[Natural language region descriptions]
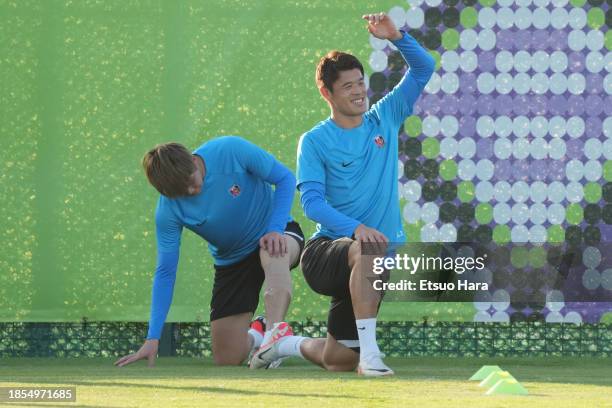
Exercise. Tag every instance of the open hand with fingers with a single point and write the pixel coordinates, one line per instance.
(381, 26)
(148, 351)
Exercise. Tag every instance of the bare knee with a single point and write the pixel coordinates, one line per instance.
(354, 254)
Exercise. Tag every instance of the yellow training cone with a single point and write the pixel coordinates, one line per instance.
(484, 372)
(494, 377)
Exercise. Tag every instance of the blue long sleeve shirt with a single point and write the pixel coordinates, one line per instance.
(348, 177)
(235, 208)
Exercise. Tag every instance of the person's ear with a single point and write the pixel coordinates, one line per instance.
(325, 93)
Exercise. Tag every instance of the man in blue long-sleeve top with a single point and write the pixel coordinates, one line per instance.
(347, 177)
(223, 192)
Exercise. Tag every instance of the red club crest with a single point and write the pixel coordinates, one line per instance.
(235, 190)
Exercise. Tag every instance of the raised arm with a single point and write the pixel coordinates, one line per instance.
(397, 105)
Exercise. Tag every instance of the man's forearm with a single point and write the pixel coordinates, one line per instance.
(163, 288)
(420, 61)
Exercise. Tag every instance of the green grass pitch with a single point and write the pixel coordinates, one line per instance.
(420, 382)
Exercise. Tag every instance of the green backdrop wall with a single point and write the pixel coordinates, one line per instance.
(89, 86)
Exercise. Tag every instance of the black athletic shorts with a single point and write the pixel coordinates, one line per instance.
(237, 286)
(326, 270)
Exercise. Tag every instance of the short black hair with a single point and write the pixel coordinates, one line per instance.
(329, 67)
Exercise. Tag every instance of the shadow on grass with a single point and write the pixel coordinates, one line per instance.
(217, 390)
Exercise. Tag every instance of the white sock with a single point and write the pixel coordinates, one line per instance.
(366, 330)
(257, 338)
(290, 346)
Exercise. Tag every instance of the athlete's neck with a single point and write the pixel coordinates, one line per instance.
(201, 166)
(346, 121)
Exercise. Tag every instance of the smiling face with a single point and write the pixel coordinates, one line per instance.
(348, 96)
(339, 77)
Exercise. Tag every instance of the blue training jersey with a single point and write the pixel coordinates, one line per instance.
(234, 207)
(358, 166)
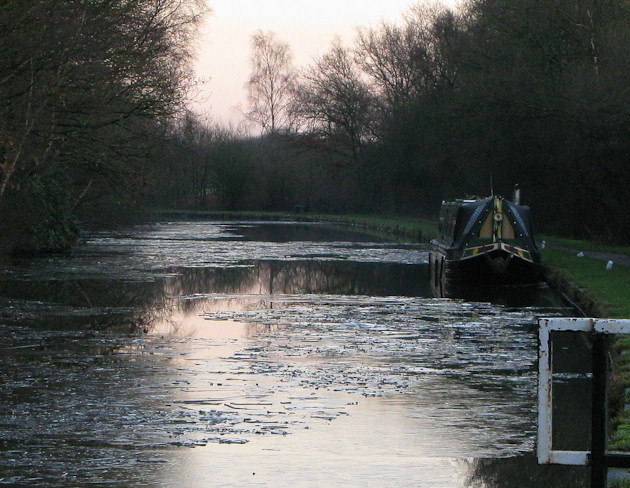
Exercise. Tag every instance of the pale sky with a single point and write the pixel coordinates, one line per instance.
(308, 26)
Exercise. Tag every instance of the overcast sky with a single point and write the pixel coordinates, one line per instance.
(308, 26)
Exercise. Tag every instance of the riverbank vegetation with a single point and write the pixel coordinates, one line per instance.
(441, 104)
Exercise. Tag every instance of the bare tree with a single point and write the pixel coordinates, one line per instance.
(271, 83)
(333, 101)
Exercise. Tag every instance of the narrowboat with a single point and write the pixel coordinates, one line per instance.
(483, 241)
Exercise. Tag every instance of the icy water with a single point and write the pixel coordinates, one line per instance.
(201, 354)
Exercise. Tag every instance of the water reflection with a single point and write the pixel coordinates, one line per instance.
(306, 362)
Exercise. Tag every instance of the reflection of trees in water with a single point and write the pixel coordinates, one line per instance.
(136, 306)
(304, 277)
(523, 472)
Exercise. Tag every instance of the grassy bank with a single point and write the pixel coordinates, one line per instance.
(587, 282)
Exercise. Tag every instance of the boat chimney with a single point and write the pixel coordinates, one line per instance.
(517, 194)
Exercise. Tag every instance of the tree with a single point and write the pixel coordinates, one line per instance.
(78, 83)
(271, 83)
(333, 101)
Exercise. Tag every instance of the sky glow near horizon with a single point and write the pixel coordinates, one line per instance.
(309, 27)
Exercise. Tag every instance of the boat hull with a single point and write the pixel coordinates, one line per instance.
(494, 268)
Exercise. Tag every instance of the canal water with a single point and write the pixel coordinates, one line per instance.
(207, 354)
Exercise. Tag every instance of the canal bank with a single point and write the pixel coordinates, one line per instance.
(266, 354)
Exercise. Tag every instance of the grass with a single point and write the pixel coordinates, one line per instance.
(610, 289)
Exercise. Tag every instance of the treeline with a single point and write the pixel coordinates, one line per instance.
(85, 86)
(442, 104)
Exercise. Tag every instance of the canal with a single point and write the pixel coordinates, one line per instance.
(207, 354)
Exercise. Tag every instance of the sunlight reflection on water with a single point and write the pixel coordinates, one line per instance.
(277, 362)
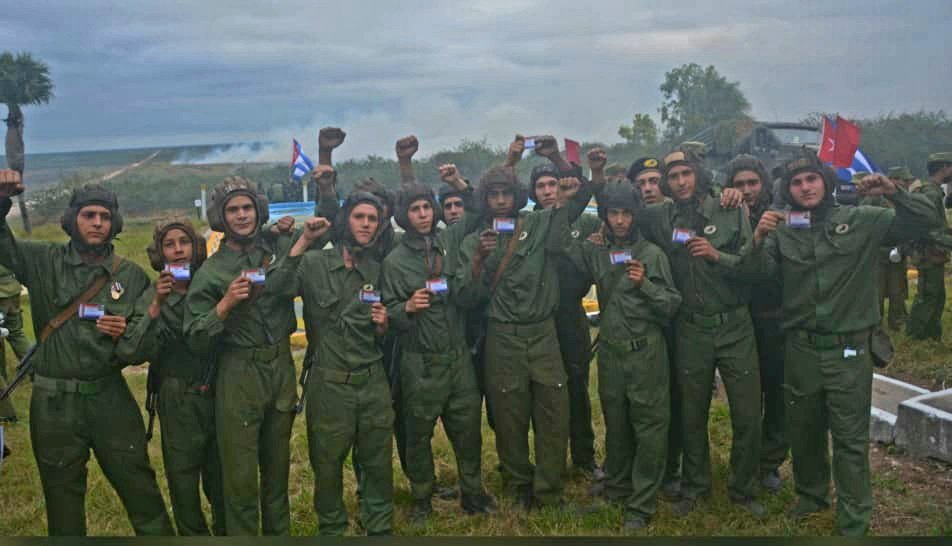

## WHAT IS EXPECTED
All of the data should be returned word for word, with each picture left out.

## TASK OUTPUT
Exercise. Tag every instance of the open hand with fingers with a single point and write the pixel coordinates, one line per instance.
(381, 26)
(148, 351)
Exercise. Tag every instance of the bare knee with a single point and write the pixel coordinates, one line per instance.
(354, 254)
Exercise. Tag every instance of the yellow training cone with a single point and write the pixel coordinates, one line per instance.
(484, 372)
(494, 377)
Exercise. Tag every instance of the blue long sleeve shirt with a single point and write the pixel coordinates, one line per instance.
(348, 177)
(235, 208)
Exercise. Tag every instance of the person's ear with a single point and write the pixel coordinates, one line per instance.
(325, 93)
Exercise. Tag every instance of the man in blue long-sleeve top with a single point and write the pixel coordinates, one line per instance.
(347, 177)
(223, 192)
Exercise. Tag every instance of the red club crest with a single point and write the pixel coordinates, one line per instance.
(235, 190)
Exercise. Tag every instance of the raised arm with a single point and write the pixel coordinates, one line per instance.
(397, 105)
Exercise. Tag every instance of the man's forearm with a single point and write the pixel coordinates, one line per instance.
(163, 288)
(420, 61)
Exercise. Tag every instance of the green grass pitch with a single point and write the pixel coordinates, one line per instance.
(420, 382)
Exercise. Tag every instance of the green backdrop wall with a single point and write the pixel coordinates, one line per instance.
(89, 86)
Exercise. Tag every instance of the black athletic shorts with a single point and write the pixel coordinates, one line per instance.
(237, 286)
(326, 270)
Exercise. Tag every instance of the short black hair with a single point and write the pixel coordinates, one line per instance.
(329, 67)
Exercise. Tag every instance of the shadow on grass with a single point and write the pixel coordinates, one line per instance.
(217, 390)
Exercise. Tag every instance of the white sock with a single point and write the pixel coordinates, one line per instance.
(366, 330)
(257, 338)
(290, 346)
Exercise. Tag every instance of the athlete's neck with a single point and write the pixel coordinates, one line per instance.
(201, 166)
(346, 121)
Exercise. Tag every instance of the smiling face with a single point and write the pixel coordinates, one line per instance.
(348, 96)
(339, 77)
Exercise. Tag every instance of the blue training jersey with a single point and write the pixel coordinates, one line per instance.
(234, 207)
(358, 166)
Exercise. Tag every instance of the pale sky with a single point and write the pixel coordinates, one line per instance.
(308, 26)
Exercise. Tag every instance of the overcast sky with a single point and write the pixel coordinates, one line per instance.
(308, 26)
Exercise. Tag every instance of the riverbank vegetation with a single point and write the pixel coordinates, one line per instance.
(441, 104)
Exercise. Tag every instance of the bare tree with a single point and write the pixel coordinates, one line per instance.
(271, 83)
(333, 101)
Exercise. Tag every instance of the narrowboat with a single point and write the pixel coordinates, one line per instance.
(483, 241)
Exercise. Tag every instance of the icy water with a single point and write the pixel coordinates, one line per instance.
(201, 354)
Exercise. Tag every instance of the water reflection with a single point and write the pixel coordinates, one line per instance.
(306, 362)
Exercise. Tag every instance of the reflection of trees in water with a single point and write the pixel coordinates, one line per instance.
(136, 306)
(304, 277)
(523, 472)
Exercise. Tag every instance of the grassy bank with a single point and write the pixel coordinates, one line per instance.
(587, 282)
Exercise. Tag every instance of the boat chimney with a single point and write the pixel coordinates, one line per instance.
(517, 194)
Exercise. Tag every instance of the tree with a single point and write the pixel coordinates, one line per instance.
(78, 83)
(271, 83)
(333, 101)
Exercise. Tag every instance of the sky glow near horizon with a single point and write the pixel coordinates, one line per instance.
(309, 27)
Exercise. Tag every instance of the boat hull with a single point and write the pixel coordinates, one line per instance.
(494, 268)
Exercise. Tag every instance of the canal water with a single point and write the pixel coordinates, one line per instance.
(207, 354)
Exercise. Tag every instance of the canal bank with a single point and write the pixel coordinates, one line per instance.
(266, 354)
Exercise. Tag every instance of the grass with a single point and write the pixel coordinates, one line per instance.
(610, 289)
Exercise. Tag every instance of the treeline with a single point and write the pixel coordinates, one line per instance.
(85, 86)
(442, 104)
Exercise. Tag every instance of the canal with a single point and write the pixel coordinates, one line per instance.
(207, 354)
Exercise. Tag every instance of the sunlight reflection on water with a single point and write the pixel coordinates, one line per instance.
(277, 362)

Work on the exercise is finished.